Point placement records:
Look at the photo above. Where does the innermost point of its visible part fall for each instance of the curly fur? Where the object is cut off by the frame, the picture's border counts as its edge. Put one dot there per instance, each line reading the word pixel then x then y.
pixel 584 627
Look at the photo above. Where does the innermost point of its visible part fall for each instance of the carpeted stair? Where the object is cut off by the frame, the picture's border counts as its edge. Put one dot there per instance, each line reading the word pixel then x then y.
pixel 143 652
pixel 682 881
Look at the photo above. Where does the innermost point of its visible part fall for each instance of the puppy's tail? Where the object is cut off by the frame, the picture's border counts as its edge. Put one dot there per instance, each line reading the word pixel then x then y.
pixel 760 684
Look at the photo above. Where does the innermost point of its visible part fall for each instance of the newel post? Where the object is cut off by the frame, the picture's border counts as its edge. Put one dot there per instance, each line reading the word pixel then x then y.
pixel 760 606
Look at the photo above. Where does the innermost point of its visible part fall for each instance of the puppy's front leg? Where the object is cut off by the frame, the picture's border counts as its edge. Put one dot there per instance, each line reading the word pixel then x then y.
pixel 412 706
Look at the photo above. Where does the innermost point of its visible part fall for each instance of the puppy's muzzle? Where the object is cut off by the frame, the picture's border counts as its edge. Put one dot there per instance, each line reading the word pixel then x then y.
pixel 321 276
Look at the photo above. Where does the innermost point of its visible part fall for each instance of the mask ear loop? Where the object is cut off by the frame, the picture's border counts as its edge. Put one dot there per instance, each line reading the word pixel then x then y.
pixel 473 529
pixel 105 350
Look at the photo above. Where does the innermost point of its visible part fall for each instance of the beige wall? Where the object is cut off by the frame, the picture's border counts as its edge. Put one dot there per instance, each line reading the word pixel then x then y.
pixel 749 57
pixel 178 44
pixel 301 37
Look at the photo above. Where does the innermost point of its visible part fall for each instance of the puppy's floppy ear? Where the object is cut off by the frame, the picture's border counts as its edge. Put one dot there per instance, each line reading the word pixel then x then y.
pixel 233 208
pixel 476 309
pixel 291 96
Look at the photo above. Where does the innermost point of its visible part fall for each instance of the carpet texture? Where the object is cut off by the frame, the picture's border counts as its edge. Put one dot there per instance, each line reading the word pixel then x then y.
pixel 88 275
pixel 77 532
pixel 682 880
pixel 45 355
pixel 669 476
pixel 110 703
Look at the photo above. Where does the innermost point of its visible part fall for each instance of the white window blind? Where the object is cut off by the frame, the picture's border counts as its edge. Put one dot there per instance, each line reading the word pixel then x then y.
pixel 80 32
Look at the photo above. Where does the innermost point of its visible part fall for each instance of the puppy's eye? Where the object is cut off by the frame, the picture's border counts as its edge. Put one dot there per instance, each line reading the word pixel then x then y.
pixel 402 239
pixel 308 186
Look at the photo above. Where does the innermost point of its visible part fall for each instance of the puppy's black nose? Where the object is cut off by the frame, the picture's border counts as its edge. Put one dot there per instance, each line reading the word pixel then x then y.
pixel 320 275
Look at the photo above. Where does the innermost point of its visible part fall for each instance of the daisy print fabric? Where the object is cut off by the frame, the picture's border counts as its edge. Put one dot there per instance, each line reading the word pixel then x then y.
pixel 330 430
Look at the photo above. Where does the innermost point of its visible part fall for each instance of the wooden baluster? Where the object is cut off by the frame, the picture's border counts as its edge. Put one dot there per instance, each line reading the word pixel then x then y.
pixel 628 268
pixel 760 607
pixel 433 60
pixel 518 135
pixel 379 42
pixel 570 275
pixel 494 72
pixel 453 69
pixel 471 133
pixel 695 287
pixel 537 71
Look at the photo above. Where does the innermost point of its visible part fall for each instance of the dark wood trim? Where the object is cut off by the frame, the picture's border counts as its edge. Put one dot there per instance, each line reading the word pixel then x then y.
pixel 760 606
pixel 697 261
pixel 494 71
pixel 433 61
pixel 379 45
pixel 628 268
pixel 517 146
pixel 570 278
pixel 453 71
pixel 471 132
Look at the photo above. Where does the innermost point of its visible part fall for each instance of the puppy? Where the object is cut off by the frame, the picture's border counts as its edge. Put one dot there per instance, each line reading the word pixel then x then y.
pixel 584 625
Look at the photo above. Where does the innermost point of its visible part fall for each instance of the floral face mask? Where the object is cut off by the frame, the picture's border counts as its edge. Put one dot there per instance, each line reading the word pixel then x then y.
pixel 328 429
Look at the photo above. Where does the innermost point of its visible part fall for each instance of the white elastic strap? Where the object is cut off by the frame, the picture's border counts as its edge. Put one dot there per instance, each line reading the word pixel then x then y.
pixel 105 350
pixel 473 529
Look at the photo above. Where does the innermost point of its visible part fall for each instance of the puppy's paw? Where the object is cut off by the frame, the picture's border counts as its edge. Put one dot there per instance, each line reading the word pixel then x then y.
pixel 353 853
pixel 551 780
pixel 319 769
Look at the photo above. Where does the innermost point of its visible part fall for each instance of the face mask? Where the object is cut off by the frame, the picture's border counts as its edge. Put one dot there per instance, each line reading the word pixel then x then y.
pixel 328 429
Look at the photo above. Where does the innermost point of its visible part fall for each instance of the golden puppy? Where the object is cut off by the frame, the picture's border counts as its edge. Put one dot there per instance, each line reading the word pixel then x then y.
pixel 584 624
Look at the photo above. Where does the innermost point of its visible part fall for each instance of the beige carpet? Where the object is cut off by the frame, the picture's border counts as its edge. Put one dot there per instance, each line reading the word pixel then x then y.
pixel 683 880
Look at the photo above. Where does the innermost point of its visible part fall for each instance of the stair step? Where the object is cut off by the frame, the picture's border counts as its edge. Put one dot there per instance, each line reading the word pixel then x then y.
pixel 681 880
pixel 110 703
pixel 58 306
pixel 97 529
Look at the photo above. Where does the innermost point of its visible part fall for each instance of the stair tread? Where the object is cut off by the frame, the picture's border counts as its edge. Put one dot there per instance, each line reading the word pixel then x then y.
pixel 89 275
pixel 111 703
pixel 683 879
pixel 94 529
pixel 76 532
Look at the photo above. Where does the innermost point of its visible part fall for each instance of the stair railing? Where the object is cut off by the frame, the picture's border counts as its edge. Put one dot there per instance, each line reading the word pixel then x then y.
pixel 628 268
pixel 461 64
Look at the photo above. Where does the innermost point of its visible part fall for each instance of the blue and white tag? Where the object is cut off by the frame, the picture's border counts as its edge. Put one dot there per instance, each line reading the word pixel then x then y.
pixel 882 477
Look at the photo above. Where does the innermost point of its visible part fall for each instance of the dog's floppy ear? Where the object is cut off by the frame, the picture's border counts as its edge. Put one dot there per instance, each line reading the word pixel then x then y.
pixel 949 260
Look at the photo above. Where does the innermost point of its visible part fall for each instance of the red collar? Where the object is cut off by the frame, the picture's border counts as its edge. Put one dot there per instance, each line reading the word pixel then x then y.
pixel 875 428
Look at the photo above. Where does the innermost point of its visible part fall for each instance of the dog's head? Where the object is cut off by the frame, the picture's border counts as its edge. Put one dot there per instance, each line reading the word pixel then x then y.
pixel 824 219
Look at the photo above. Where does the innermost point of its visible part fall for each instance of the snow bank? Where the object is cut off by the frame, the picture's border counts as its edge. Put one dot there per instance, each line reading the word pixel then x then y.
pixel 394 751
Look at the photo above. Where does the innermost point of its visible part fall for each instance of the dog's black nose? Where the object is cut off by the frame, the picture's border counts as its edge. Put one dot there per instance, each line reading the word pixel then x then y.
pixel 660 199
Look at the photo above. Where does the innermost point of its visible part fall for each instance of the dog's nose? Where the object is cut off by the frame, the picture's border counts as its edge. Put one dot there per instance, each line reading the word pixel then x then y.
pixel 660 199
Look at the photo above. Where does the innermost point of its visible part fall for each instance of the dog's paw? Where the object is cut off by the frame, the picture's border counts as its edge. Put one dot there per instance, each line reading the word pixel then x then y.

== To do ==
Restate each record exactly as written.

== Complete response ==
Look at the photo above. Where does the innermost point of its visible part fall for each instance of the curly fur? Where the object is cut off by the frame, the picture's border counts as its edge. Put one dot there per instance, each line reading the word pixel then x then y.
pixel 584 627
Look at the photo above. Where does the innermost point of its visible part fall for each instance of the carpeted stair? Where the object is cut off by the frame, the picture's border counts as its edge. Put one dot there per instance, each line reading the word pixel then x then y.
pixel 143 652
pixel 682 881
Look at the photo above. Where does the innermost point of its visible part fall for each instance of the puppy's tail? Where the object is cut off by the frame, the picture's border counts as its edge. Put one dot there per instance, each line reading the word pixel then x then y.
pixel 760 684
Look at the photo above. Where does the innermost point of its visible part fall for each instance of the newel post? Where the object is cut off by the frame, the picture's border counts as its edge. Put one dot there per instance, each line reading the word pixel then x then y.
pixel 760 606
Look at the photo above. Where does the innermost point of its visible part fall for each instance of the puppy's front leg? Where the object is cut off by the frame, the picture's border counts as its edge. Put one dot there per instance, each line reading the word pixel then x then y.
pixel 412 706
Look at the photo above. Where does the innermost point of its visible part fall for each instance of the puppy's muzzle? Where the object is cut off by the frame, the picture's border counts as its edge. Put one dot there per instance, each line reading the word pixel then x then y.
pixel 321 276
Look at the photo above. Where does the innermost point of its visible part fall for each instance of the mask ear loop? Where the object is cut off by the frame, the picture's border counts as its edge. Put one dot there per instance, each line reading the word pixel then x then y.
pixel 473 529
pixel 105 350
Look at the photo above. Where does the innermost point of its visible part fall for each instance of the beige wall? Where the object is cut off by the frame, the picture's border counts as its edge. Put one dot there per instance, each line reading the word pixel then x then y.
pixel 749 57
pixel 178 44
pixel 301 37
Look at the photo above. Where does the innermost point of its visible part fall for each instance of the puppy's floppy ear? Where the object is cut off by the frame, the picture's border counts as its edge. Put one dot there per instance, each line reading the word pixel then x then y.
pixel 233 208
pixel 476 309
pixel 291 96
Look at the photo above. Where does the innermost point of its visible part fall for each instance of the carpet texture? Where the object is cut off by the frame, the picture's border counts as its edge. Put one dot there per instance, each line reading the word pixel then x then y.
pixel 88 275
pixel 77 532
pixel 682 880
pixel 45 355
pixel 669 476
pixel 110 703
Look at the photo above. Where does the innermost point of its visible part fall for each instance of the white window blind? Where the object is cut off by the frame, the picture's border counts as its edge. Put one dot there per instance, each line reading the word pixel then x then y.
pixel 80 32
Look at the photo above. Where does the innermost point of its visible part fall for each instance of the puppy's eye? Where the object is cut off by the frame, the picture's border counts as its edge. Put one dot there per instance, each line reading the word pixel then x then y.
pixel 402 239
pixel 308 186
Look at the photo above. Where does the innermost point of its visible part fall for each instance of the puppy's black nose? Where the object is cut off by the frame, the picture's border counts as its edge. Put one dot there per instance, each line reading the word pixel then x then y.
pixel 320 275
Look at the photo above. Where does the innermost point of its visible part fall for each instance of the daisy print fabric? Where the object is cut off by the frame, the picture's border counts as its edge. Put one dot there per instance, each line reading the word pixel then x then y.
pixel 330 430
Look at the photo above. Where does the innermost point of its visible part fall for each instance of the wooden baluster? Where the object is cut off by the frame, the picture's border counts as its edge. Put one dot there per instance, each line reading the word pixel then x then y.
pixel 628 268
pixel 760 607
pixel 433 60
pixel 518 135
pixel 379 42
pixel 570 275
pixel 494 72
pixel 453 69
pixel 471 133
pixel 695 287
pixel 537 71
Look at the photo above. Where does the innermost point of its visible part fall for each instance of the dark wood trim? Where the object is cut off by the frame, the picture's border counts as its edge. Put one dot there per instance, each line reading the word pixel then x then y.
pixel 760 606
pixel 697 261
pixel 494 71
pixel 433 61
pixel 379 45
pixel 628 268
pixel 517 146
pixel 570 278
pixel 453 71
pixel 471 132
Look at the photo above. Where does the innermost point of its visible part fall for each instance of the puppy? Where the object is cut off by the frame, the picture's border counts as its edge. Put one dot there per instance, each line reading the word pixel then x then y.
pixel 584 625
Look at the photo above. Where does the innermost point of its visible part fall for each instance of the floral face mask? Where the object is cut off by the frame, the picture's border counts as its edge. Put one dot there per instance, each line reading the word pixel then x then y.
pixel 328 429
Look at the photo above. Where does the innermost point of its visible part fall for each instance of the white elastic strap? Where the object is cut off by the frame, the picture's border counts as its edge. Put one dot there per instance, each line reading the word pixel then x then y.
pixel 105 350
pixel 473 529
Look at the photo above. Where does the innermost point of its visible part fall for each instance of the puppy's paw? Where the object is cut off by the frame, the picture's border counts as its edge. Put one dot there per instance, each line reading the word pixel then x then y.
pixel 353 853
pixel 551 780
pixel 319 769
Look at the photo above. Where does the innermost point of its visible part fall for each instance of the face mask? Where the object is cut off by the frame, the picture's border counts as its edge. Put one dot there per instance, each line reading the word pixel then x then y.
pixel 328 429
Look at the photo above. Where does the innermost point of its visible part fall for each instance of the golden puppy? Where the object is cut off by the frame, the picture's border counts as its edge. Put one dot there per instance, each line reading the word pixel then x then y.
pixel 584 624
Look at the photo above. Where does the innermost point of its visible part fall for each instance of the beige carpet? Where the object is cut off by the frame, the picture's border counts as its edge. Put one dot there per instance, each line reading the word pixel then x then y.
pixel 683 880
Look at the photo above. Where does the innermost point of its visible part fall for each instance of the stair step? Where the object is cut off by the frame, the picture's border counts as its edge. Put one dot there per instance, each line reading the word pixel then x then y.
pixel 681 880
pixel 110 703
pixel 58 306
pixel 97 529
Look at the photo above. Where does the innermost point of its visible part fall for each instance of the stair tread? Where the object is cut off by the frame, the picture's border counts as its edge. Put one dot there per instance, each line reading the word pixel then x then y.
pixel 89 275
pixel 111 703
pixel 683 879
pixel 94 529
pixel 76 532
Look at the photo above. Where does the innermost point of its visible part fall for each instance of the stair railing? Where the object is cut off by the frame, the picture's border counts as its edge. Put one dot there per instance, each line reading the word pixel then x then y.
pixel 628 268
pixel 461 64
Look at the photo above. Where does the innermost point of its visible part fall for each instance of the blue and white tag? Where the object is cut off by the frame, the picture's border counts as its edge. Put one dot there per instance, each line reading the word pixel then x then y.
pixel 882 477
Look at the photo above. Where does the innermost point of its visible part fall for each instance of the dog's floppy ear? Where the object is cut off by the frame, the picture's border counts as its edge. Put one dot there per instance, each line reading the word pixel then x then y.
pixel 949 260
Look at the photo above. Where does the innermost point of its visible part fall for each instance of the red collar? Where the object is cut off by the frame, the picture's border counts as its edge. Put one dot there per instance, each line reading the word pixel then x then y.
pixel 875 428
Look at the photo above. Where does the innermost point of its visible part fall for each instance of the dog's head? Where the object is cut off by the frame, the picture's border counts as its edge. Put one dot there per instance, each line reading the word pixel then x then y.
pixel 824 219
Look at the photo above. Where does the innermost point of its visible part fall for each instance of the snow bank? Where the object is cut off by the frame, the picture's border counts as its edge. Put one dot there per instance, each line reading the word pixel then x then y.
pixel 394 751
Look at the photo above. Where does the innermost point of its visible part fall for each instance of the dog's black nose? Where the object is cut off by the frame, the picture's border counts as its edge. Put one dot there per instance, each line reading the word pixel then x then y.
pixel 660 199
Look at the photo above. Where does the innermost point of its visible part fall for each instance of the dog's nose? Where the object is cut off by the frame, the picture's border counts as its edge. Put one dot there per instance, each line reading the word pixel then x then y.
pixel 660 199
Look at the photo above. Where does the innermost point of its visible part fall for each instance of the dog's paw? Where the object is cut off by the frame, the picture's border counts as its edge. Put one dot there per instance, each line reading the word pixel then x then y.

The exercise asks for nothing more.